▸ WHAT THE TASK REQUIRES: Determine the number of lines below that contain "floor". Write nothing but that number.

▸ DATASET RECORDS:

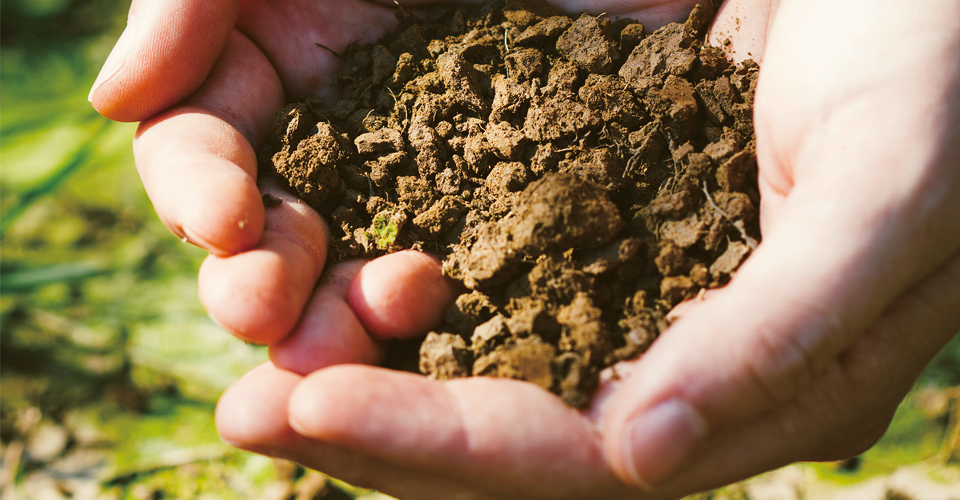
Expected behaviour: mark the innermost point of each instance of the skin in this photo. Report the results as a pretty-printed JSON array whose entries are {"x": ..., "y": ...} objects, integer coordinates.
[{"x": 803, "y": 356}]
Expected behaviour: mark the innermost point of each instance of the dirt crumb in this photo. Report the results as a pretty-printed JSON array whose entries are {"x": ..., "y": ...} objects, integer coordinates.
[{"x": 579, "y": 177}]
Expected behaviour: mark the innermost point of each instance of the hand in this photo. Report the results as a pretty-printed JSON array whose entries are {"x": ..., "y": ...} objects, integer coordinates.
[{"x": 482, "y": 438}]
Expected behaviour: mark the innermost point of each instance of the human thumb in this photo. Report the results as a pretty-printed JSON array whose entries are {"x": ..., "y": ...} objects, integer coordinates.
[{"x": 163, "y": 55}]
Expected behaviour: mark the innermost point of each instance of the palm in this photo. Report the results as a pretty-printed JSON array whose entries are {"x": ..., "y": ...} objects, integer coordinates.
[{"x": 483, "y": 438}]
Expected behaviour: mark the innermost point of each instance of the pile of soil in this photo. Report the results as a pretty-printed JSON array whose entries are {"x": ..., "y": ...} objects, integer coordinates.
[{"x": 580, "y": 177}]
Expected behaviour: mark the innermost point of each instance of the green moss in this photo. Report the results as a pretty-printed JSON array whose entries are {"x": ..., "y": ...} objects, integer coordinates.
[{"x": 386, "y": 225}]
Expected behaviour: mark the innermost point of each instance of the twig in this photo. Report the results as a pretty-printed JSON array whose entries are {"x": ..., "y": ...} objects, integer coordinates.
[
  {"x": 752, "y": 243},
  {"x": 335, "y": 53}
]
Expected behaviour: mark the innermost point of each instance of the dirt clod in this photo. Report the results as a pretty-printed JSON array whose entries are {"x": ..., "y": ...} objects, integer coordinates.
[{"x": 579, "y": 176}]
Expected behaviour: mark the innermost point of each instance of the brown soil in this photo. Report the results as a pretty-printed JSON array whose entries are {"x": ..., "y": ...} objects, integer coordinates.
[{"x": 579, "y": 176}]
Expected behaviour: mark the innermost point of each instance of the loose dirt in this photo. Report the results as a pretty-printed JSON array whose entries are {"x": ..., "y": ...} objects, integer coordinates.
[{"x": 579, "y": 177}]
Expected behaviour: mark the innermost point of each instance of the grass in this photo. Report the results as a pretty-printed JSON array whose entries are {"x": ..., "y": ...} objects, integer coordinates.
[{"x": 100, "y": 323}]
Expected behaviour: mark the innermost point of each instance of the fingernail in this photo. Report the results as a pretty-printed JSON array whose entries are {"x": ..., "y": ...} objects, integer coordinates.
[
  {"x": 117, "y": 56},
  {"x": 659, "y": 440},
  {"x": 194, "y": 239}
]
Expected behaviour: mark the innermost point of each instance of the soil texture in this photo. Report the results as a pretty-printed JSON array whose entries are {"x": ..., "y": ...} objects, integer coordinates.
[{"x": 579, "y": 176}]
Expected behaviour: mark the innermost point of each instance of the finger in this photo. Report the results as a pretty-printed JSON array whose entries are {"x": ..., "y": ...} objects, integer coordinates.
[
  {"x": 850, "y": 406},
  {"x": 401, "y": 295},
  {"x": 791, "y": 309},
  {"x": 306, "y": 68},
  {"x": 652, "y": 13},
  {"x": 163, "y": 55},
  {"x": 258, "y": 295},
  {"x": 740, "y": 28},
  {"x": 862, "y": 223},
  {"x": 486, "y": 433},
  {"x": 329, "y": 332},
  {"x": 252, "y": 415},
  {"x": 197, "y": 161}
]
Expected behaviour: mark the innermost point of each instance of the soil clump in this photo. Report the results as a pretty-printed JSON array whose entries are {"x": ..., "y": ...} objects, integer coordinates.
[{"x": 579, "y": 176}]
==
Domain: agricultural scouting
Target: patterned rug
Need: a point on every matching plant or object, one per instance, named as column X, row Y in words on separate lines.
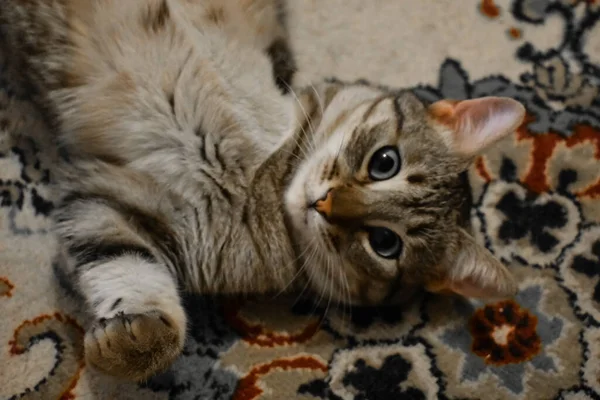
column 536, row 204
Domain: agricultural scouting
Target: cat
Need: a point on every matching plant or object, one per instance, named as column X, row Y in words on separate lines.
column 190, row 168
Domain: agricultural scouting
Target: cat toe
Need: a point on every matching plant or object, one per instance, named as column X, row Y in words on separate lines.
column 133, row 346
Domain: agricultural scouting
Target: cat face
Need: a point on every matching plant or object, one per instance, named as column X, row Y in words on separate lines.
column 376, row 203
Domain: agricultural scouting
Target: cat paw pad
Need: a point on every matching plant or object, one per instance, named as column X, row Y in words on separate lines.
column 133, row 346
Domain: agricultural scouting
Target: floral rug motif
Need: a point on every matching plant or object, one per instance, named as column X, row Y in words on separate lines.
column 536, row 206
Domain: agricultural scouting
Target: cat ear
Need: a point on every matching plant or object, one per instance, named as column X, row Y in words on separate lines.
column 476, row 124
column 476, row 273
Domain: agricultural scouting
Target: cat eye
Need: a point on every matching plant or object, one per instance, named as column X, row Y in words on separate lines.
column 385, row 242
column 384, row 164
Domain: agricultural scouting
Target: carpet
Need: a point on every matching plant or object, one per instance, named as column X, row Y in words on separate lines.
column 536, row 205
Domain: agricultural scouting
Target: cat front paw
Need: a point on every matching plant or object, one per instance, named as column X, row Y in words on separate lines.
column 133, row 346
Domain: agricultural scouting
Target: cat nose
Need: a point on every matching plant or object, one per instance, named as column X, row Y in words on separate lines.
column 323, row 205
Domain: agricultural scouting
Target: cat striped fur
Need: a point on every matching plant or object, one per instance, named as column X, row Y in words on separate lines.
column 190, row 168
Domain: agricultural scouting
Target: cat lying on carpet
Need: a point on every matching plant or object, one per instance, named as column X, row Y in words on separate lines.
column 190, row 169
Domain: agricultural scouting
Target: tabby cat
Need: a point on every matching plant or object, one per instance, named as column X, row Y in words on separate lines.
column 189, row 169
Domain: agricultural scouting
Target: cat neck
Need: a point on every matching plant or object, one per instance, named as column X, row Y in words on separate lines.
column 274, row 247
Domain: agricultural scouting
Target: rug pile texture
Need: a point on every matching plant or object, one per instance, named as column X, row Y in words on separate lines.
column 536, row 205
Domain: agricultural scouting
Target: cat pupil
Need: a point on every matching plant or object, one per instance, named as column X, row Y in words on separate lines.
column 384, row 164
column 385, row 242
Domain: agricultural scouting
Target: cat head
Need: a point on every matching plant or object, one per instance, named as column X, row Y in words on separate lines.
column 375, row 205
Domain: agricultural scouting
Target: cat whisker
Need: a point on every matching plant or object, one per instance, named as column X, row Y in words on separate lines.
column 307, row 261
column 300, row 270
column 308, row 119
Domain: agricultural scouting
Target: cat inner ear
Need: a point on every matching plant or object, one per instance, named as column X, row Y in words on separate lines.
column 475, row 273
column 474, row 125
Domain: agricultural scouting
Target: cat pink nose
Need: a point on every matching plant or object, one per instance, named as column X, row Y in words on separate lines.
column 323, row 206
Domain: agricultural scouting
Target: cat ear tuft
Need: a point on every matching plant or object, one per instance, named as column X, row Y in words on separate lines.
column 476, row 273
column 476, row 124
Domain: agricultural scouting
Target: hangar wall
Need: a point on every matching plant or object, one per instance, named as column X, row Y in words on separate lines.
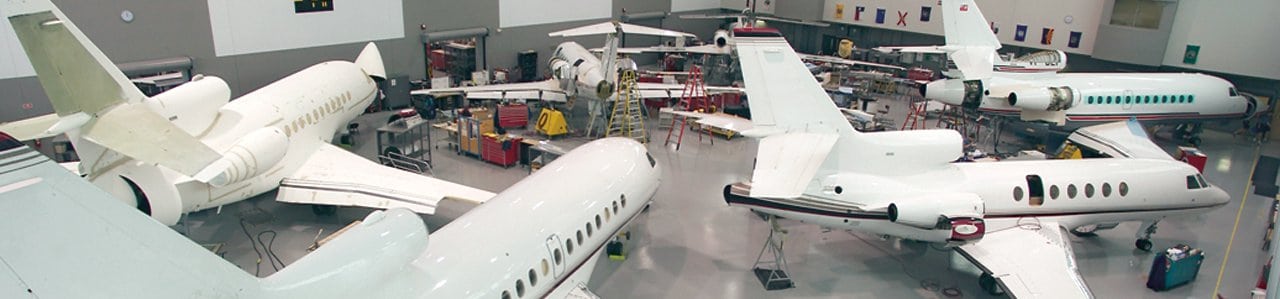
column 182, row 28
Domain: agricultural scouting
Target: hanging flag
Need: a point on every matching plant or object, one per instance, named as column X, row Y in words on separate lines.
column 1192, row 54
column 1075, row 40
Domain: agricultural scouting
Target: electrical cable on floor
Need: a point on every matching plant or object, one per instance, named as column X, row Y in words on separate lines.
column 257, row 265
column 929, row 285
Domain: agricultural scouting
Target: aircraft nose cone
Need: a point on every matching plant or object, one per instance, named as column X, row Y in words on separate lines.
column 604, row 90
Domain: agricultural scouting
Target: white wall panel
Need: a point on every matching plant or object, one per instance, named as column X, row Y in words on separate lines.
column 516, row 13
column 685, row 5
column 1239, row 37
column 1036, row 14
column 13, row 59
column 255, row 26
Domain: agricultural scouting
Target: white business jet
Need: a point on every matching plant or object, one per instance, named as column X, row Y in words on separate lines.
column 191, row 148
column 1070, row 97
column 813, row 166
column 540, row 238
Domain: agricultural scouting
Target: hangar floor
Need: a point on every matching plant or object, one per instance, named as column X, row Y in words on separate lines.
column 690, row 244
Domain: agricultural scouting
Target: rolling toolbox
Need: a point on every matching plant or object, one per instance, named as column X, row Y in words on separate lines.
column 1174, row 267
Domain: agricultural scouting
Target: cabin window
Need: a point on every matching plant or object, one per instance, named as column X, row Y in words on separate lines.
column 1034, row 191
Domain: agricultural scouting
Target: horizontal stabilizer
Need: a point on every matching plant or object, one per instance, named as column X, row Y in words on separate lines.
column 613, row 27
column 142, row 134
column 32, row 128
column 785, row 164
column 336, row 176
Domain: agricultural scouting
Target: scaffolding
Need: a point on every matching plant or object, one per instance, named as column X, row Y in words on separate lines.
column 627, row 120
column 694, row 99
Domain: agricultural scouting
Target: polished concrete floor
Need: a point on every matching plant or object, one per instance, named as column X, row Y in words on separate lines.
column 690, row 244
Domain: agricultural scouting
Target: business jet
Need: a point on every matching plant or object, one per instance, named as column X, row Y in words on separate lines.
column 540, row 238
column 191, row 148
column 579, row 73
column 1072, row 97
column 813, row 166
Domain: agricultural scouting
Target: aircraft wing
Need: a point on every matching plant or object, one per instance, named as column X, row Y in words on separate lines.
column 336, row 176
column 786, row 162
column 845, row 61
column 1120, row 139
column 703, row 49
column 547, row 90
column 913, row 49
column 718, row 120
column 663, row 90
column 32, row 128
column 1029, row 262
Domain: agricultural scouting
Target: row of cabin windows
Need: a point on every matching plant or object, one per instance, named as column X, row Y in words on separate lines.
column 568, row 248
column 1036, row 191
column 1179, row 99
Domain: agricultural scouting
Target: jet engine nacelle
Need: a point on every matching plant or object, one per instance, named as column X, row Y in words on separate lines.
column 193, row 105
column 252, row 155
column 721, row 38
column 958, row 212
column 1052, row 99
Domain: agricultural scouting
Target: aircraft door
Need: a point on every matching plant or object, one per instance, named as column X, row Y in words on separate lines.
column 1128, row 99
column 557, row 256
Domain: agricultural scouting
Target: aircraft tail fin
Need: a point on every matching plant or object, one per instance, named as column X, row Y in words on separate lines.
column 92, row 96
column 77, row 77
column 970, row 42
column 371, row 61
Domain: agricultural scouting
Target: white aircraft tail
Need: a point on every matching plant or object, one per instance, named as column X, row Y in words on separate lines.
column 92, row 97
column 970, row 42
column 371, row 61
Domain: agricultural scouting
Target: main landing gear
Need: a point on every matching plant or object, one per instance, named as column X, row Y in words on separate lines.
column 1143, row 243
==
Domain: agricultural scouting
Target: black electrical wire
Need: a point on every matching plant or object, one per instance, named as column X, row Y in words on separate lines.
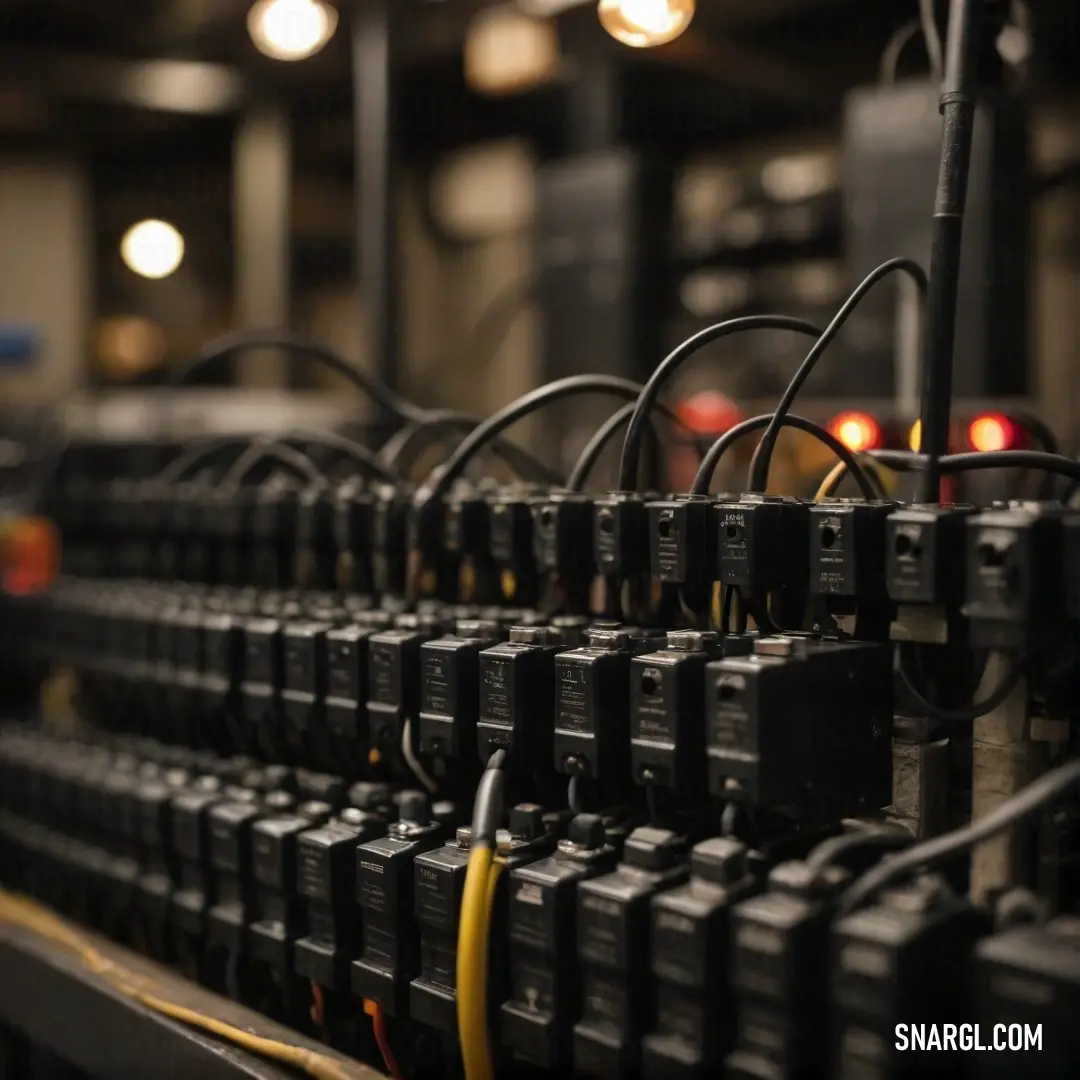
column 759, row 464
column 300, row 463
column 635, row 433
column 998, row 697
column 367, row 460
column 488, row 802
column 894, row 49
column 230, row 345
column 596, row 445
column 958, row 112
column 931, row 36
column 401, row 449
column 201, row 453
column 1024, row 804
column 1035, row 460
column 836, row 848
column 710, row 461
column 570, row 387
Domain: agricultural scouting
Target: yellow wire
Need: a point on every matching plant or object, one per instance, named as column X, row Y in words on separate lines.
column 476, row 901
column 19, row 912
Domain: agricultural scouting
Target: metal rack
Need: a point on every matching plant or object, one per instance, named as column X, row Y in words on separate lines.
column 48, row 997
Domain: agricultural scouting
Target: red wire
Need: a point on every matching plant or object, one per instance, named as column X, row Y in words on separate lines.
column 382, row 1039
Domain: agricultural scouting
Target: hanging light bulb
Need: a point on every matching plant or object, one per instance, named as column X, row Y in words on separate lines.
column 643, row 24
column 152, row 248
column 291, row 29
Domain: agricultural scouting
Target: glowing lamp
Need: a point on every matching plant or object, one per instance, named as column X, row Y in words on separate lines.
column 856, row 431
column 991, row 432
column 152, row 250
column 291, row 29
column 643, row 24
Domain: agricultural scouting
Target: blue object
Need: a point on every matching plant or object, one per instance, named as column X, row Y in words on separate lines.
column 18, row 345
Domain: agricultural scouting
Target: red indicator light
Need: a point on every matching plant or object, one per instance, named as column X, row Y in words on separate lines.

▸ WRITTEN SOLUTION: 3